Document passage —
——

The standard way to execute MPI applications with Singularity containers is to run the native mpirun command from the host, which will start Singularity containers and ultimately MPI ranks within the containers.

Assuming your container with MPI and your application is already build, the mpirun command to start your application looks like:

$ mpirun -n <NUMBER_OF_RANKS> singularity exec <PATH/TO/MY/IMAGE> </PATH/TO/BINARY/WITHIN/CONTAINER>

Practically, this command will first start a process instantiating mpirun and then Singularity containers on compute nodes. Finally, when the containers start, the MPI binary is executed.

If your target system is setup with a batch system such as SLURM, a standard way to execute MPI applications is through a batch script. The following example illustrates the context of a batch script for Slurm that aims at starting a Singularity container on each node allocated to the execution of the job. It can easily be adapted for all major batch systems available.

$ cat my_job.sh
#!/bin/bash
#SBATCH --job-name singularity-mpi
#SBATCH -N $NNODES # total number of nodes
#SBATCH --time=00:05:00 # Max execution time

mpirun -n $NP singularity exec /var/nfsshare/gvallee/mpich.sif /opt/mpitest

In fact, the example describes a job that requests the number of nodes specified by the NNODES environment variable and a total number of MPI processes specified by the NP environment variable.

A user can then submit a job by executing the following SLURM command:

$ sbatch my_job.sh

——

The task —
Answer these about the passage on running MPI applications in Singularity containers:
(a) What command is run from the host to start the Singularity containers and the MPI ranks?
(b) Which environment variable sets the number of nodes the batch job requests?
(c) What command submits the job to SLURM?

Data to examine —

——

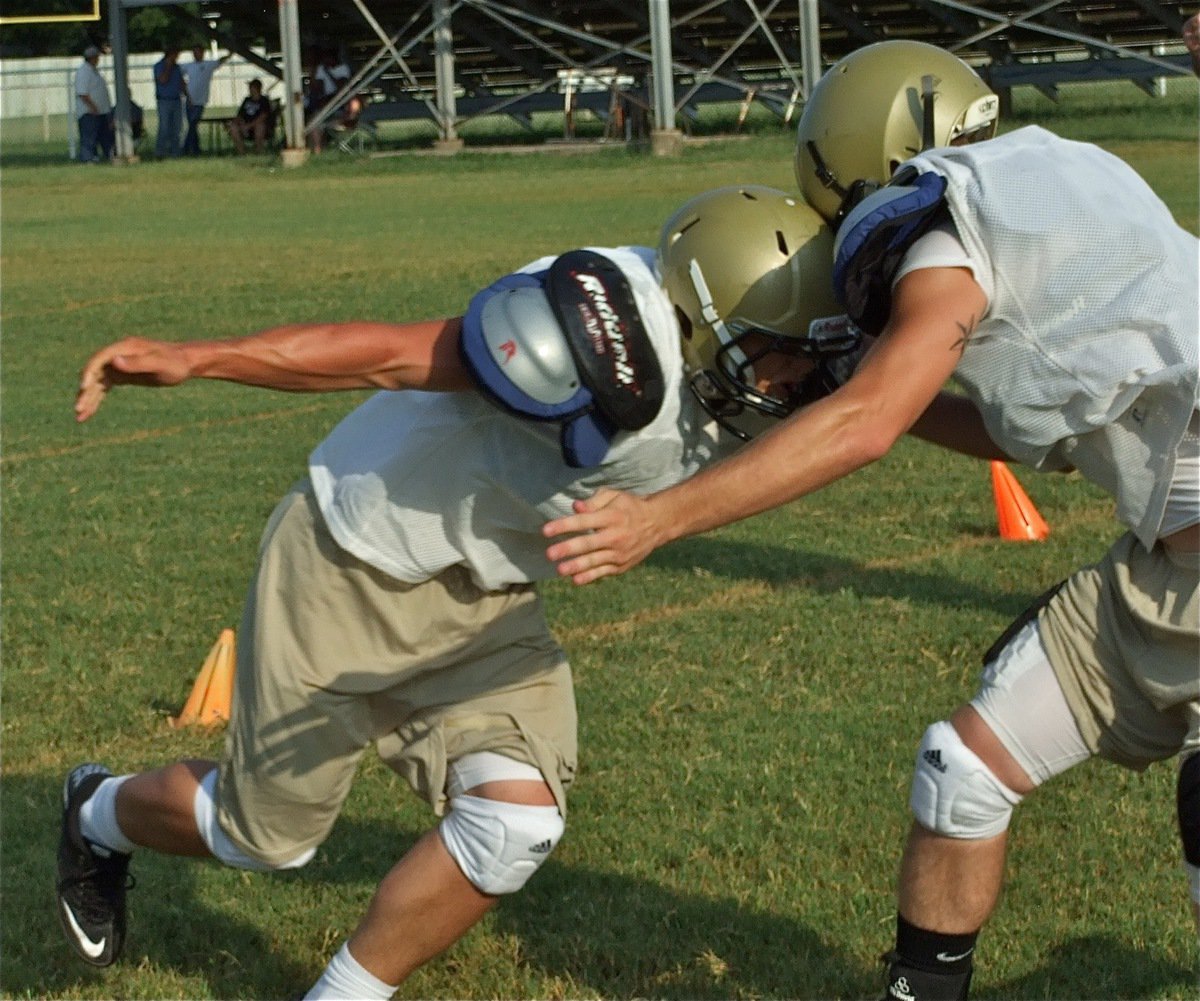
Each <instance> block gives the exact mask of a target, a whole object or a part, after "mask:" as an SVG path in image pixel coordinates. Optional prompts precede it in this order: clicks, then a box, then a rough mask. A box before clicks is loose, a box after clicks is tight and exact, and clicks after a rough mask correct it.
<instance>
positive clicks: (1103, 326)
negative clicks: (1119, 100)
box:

——

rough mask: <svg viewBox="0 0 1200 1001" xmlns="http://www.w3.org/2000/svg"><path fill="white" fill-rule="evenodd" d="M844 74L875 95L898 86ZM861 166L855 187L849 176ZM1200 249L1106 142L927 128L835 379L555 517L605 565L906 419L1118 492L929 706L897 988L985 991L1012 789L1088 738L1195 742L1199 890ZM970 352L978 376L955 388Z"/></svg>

——

Task result —
(a) The native mpirun command.
(b) NNODES.
(c) sbatch my_job.sh